PADA pertengahan tahun 1972, Katharine Graham mengeluh. "Saya merasa terpencil," kata pemilik The Washington Post ini, saat koran terkemuka itu menggeber skandal Watergate. Adalah Bob Woodward dan Carl Bernstein, wartawan The Post, yang sukses membongkar penyadapan di kantor Partai Demokrat di kompleks Watergate, di tepian sungai Potomac, Washington, yang didalangi Presiden Amerika Serikat ke-37, Richard Nixon.
Awalnya, tak banyak yang percaya laporan The Post. Tak sedikit yang malah memandang sinis. Apalagi Gedung Putih, reaksinya membara. Serangan pemerintah begitu gigih dan menakutkan. "Banyak teman meragukan liputan kami. Pembaca gencar menuduh kami punya motivasi terselubung, gaya jurnalisme buruk, dan tak punya secuil pun patriotisme," kata Kay, nama panggilan Katharine, dalam buku Personal History.
Bukan tak mungkin pengalaman Kay bakal terulang pada Uni Zulfiani Lubis, Pelaksana Harian Pemimpin Redaksi Majalah Panji Masyarakat. Akibat melansir transkrip kaset hasil sadapan yang berisi suara (ditulis Panji sebagai "mirip") Presiden Habibie dan Jaksa Agung Andi M. Ghalib, Uni terancam jerat Pasal 15 Undang-Undang No. 46 / 1946 tentang Peraturan Hukum Pidana. Inti pasal itu, orang yang menyebarkan berita yang belum pasti, tidak lengkap, atau berlebihan, sedangkan ia tahu bahwa kabar tersebut bisa menyulut keonaran, bisa dihukum penjara maksimal dua tahun.
Sayangnya, ada perbedaan penting yang boleh jadi membuat nasib Kay dan Uni berbeda. Di Amerika Serikat, wibawa pengadilan begitu mencorong. Yang diusut pertama kali begitu kasus ini mencuat bukanlah kerja Woodward dan Bernstein membongkar dokumen rahasia plus kaset rekaman sepanjang 201 jam, yang berisi pembicaraan Presiden Nixon dan para pembantunya, tetapi kebenaran isi rekaman itu.
Pusat bidikan pengadilan adalah "daging" persoalan: apa, bagaimana, dan mengapa Nixon menyadap percakapan di kantor Partai Demokrat. Memang, awalnya Nixon gencar unjuk kekuatan menekan proses peradilan. Ia juga memerintahkan FBI menyetop penyelidikan kasus ini. Tapi, belakangan, toh Nixon terbukti salah mengintip dapur Partai Demokrat guna melicinkan jalannya menuju kursi presiden. Ia akhirnya harus rela meletakkan jabatan pada 9 Agustus 1974.
Tampaknya kewibawaan hukum itulah yang jadi poin pembeda nasib Nixon dan Habibie. Sejak skandal penyadapan telepon Habibie-Ghalib, yang merebak justru debat pinggiran, bukan inti soal. Humas Kejaksaan Agung, Suhandoyo, dengan yakin menyatakan siap menjerat Panji dengan tuduhan menyebar berita bohong. Padahal, di sisi lain, Habibie memerintahkan Panglima ABRI Jendral TNI Wiranto agar mengusut pelaku penyadapan?yang secara tidak langsung membenarkan adanya percakapan Habibie-Ghalib.

Butir yang tercantum dalam kumpulan data

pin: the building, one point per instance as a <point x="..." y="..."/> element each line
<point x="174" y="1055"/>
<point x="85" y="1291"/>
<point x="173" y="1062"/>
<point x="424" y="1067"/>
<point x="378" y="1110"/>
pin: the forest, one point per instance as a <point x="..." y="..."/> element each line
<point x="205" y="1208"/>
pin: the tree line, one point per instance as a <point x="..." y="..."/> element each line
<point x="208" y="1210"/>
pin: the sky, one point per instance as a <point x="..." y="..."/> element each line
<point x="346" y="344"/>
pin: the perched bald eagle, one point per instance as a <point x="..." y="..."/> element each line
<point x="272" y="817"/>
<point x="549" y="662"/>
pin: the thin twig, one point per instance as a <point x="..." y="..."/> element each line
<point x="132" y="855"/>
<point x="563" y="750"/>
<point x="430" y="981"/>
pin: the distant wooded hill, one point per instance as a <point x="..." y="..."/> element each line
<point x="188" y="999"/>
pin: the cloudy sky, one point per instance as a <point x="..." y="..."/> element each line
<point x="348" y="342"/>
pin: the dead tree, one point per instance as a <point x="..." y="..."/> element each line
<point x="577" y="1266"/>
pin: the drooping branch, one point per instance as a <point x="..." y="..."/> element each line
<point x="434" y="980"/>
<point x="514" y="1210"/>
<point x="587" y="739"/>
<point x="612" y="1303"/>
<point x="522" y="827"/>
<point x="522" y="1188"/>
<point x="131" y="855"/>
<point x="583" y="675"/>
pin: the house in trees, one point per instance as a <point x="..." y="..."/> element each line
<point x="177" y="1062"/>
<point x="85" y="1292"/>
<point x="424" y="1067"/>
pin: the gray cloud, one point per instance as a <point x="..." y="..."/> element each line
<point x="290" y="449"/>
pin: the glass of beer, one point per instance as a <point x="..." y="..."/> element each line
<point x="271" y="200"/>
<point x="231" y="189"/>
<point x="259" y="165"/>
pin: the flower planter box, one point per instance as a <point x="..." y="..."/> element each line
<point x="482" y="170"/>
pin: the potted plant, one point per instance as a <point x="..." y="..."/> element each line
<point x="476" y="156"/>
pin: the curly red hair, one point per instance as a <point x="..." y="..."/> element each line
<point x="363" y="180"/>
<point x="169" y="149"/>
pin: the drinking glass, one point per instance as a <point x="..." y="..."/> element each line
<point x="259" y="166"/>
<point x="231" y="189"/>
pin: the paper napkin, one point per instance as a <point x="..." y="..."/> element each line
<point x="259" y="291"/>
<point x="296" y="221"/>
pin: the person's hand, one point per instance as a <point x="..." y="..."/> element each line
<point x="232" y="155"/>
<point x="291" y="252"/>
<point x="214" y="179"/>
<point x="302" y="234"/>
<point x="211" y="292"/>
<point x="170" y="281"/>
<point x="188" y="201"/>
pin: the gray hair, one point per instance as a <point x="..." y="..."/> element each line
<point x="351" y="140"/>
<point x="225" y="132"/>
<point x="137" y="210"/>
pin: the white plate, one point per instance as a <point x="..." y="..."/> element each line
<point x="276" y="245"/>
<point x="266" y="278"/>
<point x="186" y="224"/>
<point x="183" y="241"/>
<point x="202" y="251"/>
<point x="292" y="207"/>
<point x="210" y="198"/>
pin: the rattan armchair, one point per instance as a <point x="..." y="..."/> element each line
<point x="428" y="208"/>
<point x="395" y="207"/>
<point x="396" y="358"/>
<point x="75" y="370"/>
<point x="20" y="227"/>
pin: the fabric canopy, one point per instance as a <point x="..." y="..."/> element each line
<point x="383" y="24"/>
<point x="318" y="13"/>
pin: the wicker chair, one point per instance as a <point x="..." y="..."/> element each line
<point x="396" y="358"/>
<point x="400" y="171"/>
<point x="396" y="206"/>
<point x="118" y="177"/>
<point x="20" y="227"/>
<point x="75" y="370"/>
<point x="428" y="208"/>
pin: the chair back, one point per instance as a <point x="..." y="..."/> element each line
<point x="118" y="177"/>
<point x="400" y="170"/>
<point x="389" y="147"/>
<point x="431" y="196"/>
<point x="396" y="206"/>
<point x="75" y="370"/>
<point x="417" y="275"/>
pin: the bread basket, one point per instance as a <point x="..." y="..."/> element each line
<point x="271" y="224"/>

INSTRUKSI TERTULIS: Menurut kutipan sumber mengenai skandal Watergate, pada tanggal berapa Nixon akhirnya meletakkan jabatan?

LATIHAN TERJAWAB: Nixon meletakkan jabatan pada 9 Agustus 1974.